> **ZIEL DER AUFGABE**: Gib an, worin sich laut dem Textausschnitt die Universiade von den Olympischen Spielen unterscheidet.

Der ganze Leistungssport hat meine Persönlichkeit extrem stark geprägt. Der Sieg in Sheffield hat mir für die Folgejahre viel Selbstvertrauen geschenkt. Der Stolz und die Genugtuung, es allen Zweiflern gezeigt zu haben!

Die Universiade 1991 ist neben meinen Olympischen Spielen von Barcelona und dem Medaillengewinn bei den Hallen-Weltmeisterschaften das Größte! Sie gehört zu den drei Mega-Highlights meiner Karriere als Siebenkämpferin.

Gab es eine Besonderheit bei der Universiade, die du bei den Olympischen Spielen in Barcelona oder bei den Weltmeisterschaften nicht festgestellt hast?

Bei der Universiade ist alles viel kleiner als bei den Olympischen Spielen, und die Medien sind wenig präsent. Aber das Erlebnis ist dennoch fantastisch!

Welche Chancen bieten die Rhine-Ruhr 2025 FISU Games für den Sport in Deutschland und speziell für die Leichtathletik?

Deutschland ist ein wunderbarer Gastgeber für die Rhine-Ruhr 2025 FISU Games! Darauf können sich alle Sportlerinnen und Sportler freuen. Ich hoffe, dass sie vielen jungen Athletinnen und Athleten den Weg in die große Sportwelt öffnen.

Wieso sollten studierende Spitzensportlerinnen und -sportler an den FISU Games teilnehmen, insbesondere an denen in der Region Rhein-Ruhr?

Die FISU Games sind mit Sicherheit eine wunderbare Erfahrung für alle jungen Athletinnen und Athleten. Man kommt mit Sportlerinnen und Sportlern aus der ganzen Welt zusammen, tritt gegeneinander an, tauscht sich aus, fiebert und feiert mit allen gemeinsam.

> **BEREITGESTELLTES MATERIAL**:
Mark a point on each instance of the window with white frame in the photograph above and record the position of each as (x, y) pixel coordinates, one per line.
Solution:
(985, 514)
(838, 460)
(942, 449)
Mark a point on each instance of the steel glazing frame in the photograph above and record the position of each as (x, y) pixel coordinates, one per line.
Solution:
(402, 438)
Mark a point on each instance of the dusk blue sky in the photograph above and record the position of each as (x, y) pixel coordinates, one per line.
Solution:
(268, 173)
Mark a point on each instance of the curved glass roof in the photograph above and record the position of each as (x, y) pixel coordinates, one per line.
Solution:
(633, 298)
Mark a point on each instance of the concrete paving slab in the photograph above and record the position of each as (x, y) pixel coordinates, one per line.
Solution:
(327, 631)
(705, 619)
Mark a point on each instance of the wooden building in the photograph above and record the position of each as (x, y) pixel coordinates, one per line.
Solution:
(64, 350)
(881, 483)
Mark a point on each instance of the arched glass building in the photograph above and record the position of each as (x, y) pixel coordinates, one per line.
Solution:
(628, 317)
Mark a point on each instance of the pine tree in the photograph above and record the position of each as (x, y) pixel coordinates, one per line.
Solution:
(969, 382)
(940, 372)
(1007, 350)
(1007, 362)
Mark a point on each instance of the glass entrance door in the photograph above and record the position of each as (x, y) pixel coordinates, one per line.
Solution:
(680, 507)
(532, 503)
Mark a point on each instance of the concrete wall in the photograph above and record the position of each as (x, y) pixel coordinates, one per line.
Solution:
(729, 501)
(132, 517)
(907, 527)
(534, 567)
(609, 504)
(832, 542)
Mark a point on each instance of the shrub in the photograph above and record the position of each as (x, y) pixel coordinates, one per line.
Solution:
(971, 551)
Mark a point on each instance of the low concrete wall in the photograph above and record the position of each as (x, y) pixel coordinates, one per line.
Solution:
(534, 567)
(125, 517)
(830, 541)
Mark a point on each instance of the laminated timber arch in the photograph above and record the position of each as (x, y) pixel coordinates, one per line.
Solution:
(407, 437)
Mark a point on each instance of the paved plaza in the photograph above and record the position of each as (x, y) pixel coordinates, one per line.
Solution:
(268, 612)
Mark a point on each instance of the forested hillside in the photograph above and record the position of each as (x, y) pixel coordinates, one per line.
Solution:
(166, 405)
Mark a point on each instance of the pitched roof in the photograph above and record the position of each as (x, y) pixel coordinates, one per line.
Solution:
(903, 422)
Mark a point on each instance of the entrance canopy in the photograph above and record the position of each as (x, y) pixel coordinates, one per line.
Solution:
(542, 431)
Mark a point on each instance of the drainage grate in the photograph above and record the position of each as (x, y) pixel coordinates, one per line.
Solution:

> **ERGEBNIS DER AUFGABE**: Bei der Universiade ist alles viel kleiner als bei den Olympischen Spielen, und die Medien sind wenig präsent.